(Photo labels with their boxes)
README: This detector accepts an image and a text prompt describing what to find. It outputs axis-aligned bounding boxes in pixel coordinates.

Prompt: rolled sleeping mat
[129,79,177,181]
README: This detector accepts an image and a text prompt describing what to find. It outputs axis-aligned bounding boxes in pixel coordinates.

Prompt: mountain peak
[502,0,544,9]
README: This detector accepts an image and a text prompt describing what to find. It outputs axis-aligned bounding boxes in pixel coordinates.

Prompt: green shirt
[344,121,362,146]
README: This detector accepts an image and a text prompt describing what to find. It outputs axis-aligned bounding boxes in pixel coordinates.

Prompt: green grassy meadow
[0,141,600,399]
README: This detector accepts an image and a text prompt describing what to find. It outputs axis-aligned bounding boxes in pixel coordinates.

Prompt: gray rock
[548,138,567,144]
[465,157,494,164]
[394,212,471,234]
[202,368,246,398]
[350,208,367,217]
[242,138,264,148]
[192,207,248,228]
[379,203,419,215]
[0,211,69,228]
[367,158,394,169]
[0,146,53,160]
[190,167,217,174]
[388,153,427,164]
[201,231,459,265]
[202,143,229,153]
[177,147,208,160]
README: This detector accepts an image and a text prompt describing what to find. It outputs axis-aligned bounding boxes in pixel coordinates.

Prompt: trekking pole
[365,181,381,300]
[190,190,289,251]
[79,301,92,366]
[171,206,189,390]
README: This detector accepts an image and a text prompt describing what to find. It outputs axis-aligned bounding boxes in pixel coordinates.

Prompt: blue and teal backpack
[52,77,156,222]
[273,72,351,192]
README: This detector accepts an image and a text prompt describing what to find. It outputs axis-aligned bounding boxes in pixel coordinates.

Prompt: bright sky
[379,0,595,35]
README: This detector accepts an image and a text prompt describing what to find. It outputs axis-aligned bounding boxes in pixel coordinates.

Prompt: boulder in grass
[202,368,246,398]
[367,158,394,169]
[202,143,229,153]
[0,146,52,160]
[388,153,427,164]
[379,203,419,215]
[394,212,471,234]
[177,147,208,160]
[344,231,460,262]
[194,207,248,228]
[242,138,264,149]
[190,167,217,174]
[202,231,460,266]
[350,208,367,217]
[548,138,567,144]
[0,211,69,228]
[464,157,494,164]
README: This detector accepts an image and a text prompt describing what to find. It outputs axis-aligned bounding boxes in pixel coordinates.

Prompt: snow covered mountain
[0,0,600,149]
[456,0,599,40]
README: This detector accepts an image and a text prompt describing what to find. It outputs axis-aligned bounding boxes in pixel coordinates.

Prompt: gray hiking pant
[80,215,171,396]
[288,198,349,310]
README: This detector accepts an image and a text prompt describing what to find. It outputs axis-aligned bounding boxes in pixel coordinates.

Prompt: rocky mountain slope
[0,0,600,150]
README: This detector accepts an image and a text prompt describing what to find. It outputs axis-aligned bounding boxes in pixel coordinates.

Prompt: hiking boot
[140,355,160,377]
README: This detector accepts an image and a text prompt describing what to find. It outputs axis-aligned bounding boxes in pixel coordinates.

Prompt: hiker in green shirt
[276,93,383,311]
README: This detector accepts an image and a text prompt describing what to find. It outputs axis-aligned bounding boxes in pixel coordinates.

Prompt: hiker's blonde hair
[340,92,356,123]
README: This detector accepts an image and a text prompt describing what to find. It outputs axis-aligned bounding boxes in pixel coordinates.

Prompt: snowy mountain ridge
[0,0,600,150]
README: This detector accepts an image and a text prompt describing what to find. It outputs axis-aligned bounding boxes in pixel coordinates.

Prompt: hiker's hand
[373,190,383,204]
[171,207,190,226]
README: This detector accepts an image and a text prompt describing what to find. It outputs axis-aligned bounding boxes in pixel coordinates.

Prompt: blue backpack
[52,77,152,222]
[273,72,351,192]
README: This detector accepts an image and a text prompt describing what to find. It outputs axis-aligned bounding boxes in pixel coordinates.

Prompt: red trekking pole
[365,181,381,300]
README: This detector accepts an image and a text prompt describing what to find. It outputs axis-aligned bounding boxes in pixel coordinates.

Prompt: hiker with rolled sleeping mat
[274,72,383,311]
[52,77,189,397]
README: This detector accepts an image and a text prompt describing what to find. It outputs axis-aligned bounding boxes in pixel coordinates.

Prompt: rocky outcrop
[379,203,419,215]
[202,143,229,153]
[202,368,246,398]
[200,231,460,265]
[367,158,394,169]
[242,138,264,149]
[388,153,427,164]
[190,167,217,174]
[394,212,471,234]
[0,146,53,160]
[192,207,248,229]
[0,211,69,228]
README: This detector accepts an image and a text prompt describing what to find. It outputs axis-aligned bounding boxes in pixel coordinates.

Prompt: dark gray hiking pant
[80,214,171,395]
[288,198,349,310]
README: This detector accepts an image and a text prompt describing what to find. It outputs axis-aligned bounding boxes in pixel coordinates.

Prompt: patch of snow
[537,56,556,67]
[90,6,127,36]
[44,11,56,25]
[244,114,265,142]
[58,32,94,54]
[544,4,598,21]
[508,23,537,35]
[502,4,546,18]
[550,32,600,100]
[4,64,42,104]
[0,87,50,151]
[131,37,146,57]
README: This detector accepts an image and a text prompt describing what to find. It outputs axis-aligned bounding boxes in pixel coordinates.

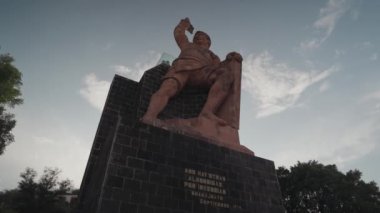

• What the task asks
Return, unchanged, everything from the start of the entries down through the line that contains "[0,141,600,399]".

• Solution to the exercise
README: This detector accepts an image and a text prompt describing what to find. It outputs axis-aligned bounding boxes in pixel coordinates.

Prompt: rolled sleeping mat
[129,79,177,181]
README: This detector accepts an image and a text prompt describing what to find. It outputs axis-aligned bounding boxes in pixel coordinates.

Prompt: mountain peak
[502,0,544,9]
README: This detector accepts an image and a text prompt describing what to find. It outputs axis-aligned bounding boxes in pixel coordinates.

Prompt: green shirt
[344,121,362,146]
README: This detector accepts an image and a text prompt describing what to find. It outputs axis-aligned bounding boxes in pixel coordinates.

Prompt: green grassy meadow
[0,141,600,399]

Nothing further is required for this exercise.